As a development agency, the World Bank has the ability to influence global norms: environmental policy reforms are often diffused from global institutions who exert top-down pressure on nations to adopt legislation (Longhofer et al., 2016). Traditionally, the World Bank has used its ability to limit access to promised resources, in the form of loans, to force countries to adopt specified policies (Babb & Chorev, 2016). However, the use of conditionalities has been critiqued, causing international financial institutions to find new methods of encouraging the adoption of such policies (Kentikelenis et al., 2016).

The creation of the Doing Business data set is one such way to create knowledge that is viewed as credible by policy-makers, and then used to inform policy decisions (Broome et al., 2017). Through the Doing Business data set, the World Bank is attempting to measure a part of the policy climate that is theorized to be essential for economic progress: business regulation (Besley, 2015). This provides incentives for countries to establish policies that align with the specified practices and accept the resulting data sets, such as Doing Business, as measures of their success. Furthermore, the World Bank has published studies which boast that the economies of those countries with “better” business regulations (as defined in the Doing Business data set) have faster economic growth (Djankov et al., 2006). The connections made between business climate and economic growth suggest possible mechanisms by which business climate could impact the environment.
━━━━━━━━
[WHAT TO DO]
- a) Answer these questions from the World Bank passage:
(i) What form of promised resources has the World Bank traditionally limited access to in order to force countries to adopt policies?
(ii) What part of the policy climate is the Doing Business data set attempting to measure?
(iii) According to studies published by the World Bank, what do the economies of countries with "better" business regulations have?
- b) List every in-text citation (authors and year) in the World Bank passage.
- c) Write a continuation of the passage on the World Bank and the Doing Business data set, picking up after its final sentence.
The material comes from a separate source.

[INFORMATION PROVIDED]
━━━━━━━━
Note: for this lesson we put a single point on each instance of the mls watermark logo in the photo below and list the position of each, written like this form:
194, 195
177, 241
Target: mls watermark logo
━━━━━━━━
[ANSWERS TO EACH TASK]
- a)
(i) Loans
(ii) Business regulation
(iii) Faster economic growth

- b)
Longhofer et al., 2016
Babb & Chorev, 2016
Kentikelenis et al., 2016
Broome et al., 2017
Besley, 2015
Djankov et al., 2006

- c)
Environmental load displacement

The ecological unequal exchange perspective emphasizes that inequality among nations engaging in the global economy results in the offshoring of environmental damages from wealthier to poorer countries (Bunker, 1984; Hornborg, 2009). The impacts of industrialization are not spread evenly across developed and developing nations relative to their use of resources (Jorgenson, 2004). Wealthier nations are able to outsource the environmental impacts of their consumption levels to poorer nations, where the extraction of resources for and minor production of consumer goods takes place (Jorgenson, 2006). Wealthier nations are also offshoring hazardous waste from domestic industries, as well as the hazardous industries themselves (Frey, 1994). Environmental load displacement is a core concept within ecologically unequal exchange theory. It describes a process by which pollution and other human-driven forms of environmental degradation are outsourced from developed nations to less developed nations (Jorgenson, 2016). There are multiple pathways through which environmental load displacement can occur: the literature addressing ecological unequal exchange has primarily focused on foreign direct investment and trade networks as facilitators of this sort of outsourcing of environmental harms (e.g., Grimes & Kentor, 2003; Muradian et al., 2002; Jorgenson, 2006; Rice, 2007; Hornborg, 2009; Bonds & Downey, 2012; Huang, 2018).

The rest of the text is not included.